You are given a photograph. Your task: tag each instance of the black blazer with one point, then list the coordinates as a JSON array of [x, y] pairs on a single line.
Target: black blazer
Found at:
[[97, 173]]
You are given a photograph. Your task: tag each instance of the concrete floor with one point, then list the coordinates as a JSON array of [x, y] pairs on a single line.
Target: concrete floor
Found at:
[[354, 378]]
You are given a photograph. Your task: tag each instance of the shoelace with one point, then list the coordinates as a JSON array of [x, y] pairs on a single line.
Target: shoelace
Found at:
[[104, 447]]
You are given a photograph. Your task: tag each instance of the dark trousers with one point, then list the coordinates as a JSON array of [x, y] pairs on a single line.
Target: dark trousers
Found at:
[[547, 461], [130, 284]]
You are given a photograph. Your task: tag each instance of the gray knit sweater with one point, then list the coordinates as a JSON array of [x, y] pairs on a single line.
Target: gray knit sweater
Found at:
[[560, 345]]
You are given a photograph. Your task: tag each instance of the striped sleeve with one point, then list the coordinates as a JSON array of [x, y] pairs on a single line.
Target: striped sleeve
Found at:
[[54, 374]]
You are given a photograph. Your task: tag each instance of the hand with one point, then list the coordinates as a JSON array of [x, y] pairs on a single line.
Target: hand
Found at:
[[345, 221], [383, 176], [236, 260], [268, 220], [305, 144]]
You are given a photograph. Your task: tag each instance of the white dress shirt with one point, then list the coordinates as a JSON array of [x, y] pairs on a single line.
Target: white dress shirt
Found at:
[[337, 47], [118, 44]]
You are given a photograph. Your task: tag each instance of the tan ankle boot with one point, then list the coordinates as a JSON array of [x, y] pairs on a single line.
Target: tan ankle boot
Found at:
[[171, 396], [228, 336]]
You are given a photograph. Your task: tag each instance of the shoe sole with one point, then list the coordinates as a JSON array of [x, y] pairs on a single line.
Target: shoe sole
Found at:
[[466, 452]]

## Assigned task
Retype the data precisely.

## Output of the task
You are given a photograph. Your task: tag each instance of the black blazer with one point, then list the coordinates as a JSON array of [x, y] pairs on a single line.
Target: black blazer
Found at:
[[97, 173]]
You are given a photograph. Your task: tag each instance of the concrete floor with one point, then list the coordinates as a JSON array of [x, y] pairs on a single line.
Target: concrete floor
Found at:
[[354, 378]]
You are given a photograph. Your task: tag each instance of the shoelace with one point, then list the coordinates as a JSON array of [x, y] pairs on a single line.
Target: shoelace
Found at:
[[104, 447]]
You are given a photograph. Your task: tag each instance of the dark trousers with one point, then list the coordinates as a JSON array of [x, y] pairs on a single line.
Target: dark trousers
Found at:
[[547, 461], [130, 284]]
You are given a photograph. Your task: tag each instance of the gray knit sweater with one point, then list the coordinates as a JSON array of [x, y] pairs on a single line.
Target: gray knit sweater
Found at:
[[560, 345]]
You are given a photograph. Your task: tag each instance of the striped sleeve with one point, then list the coordinates as a JSON array of [x, y] pairs on a single line.
Target: striped sleeve
Found at:
[[54, 374]]
You are given a photograph. Your task: tag each instance of the hand with one point, then list the coordinates as a JSON array of [x, y] pairs on a single line.
Target: hand
Found at:
[[345, 221], [383, 176], [236, 260], [268, 220], [305, 144]]
You are given a photograph. Your task: tag each instance of the white dress shirt with one point, then list the coordinates as a JSON array of [x, y] pairs on a single line.
Target: white dress shirt
Found at:
[[337, 47], [118, 44]]
You are given a photograph. Your task: tag each instance of the tan ankle boot with one point, then list the coordinates as a JSON array of [x, y] pairs on a single line.
Target: tan ankle boot
Found at:
[[171, 396], [228, 336]]
You are given a photograph. Your task: tag each instance of the shoe sole with one point, then list the coordinates as a JSON array of [x, y] pairs on a single line.
Target: shoe sole
Found at:
[[466, 452]]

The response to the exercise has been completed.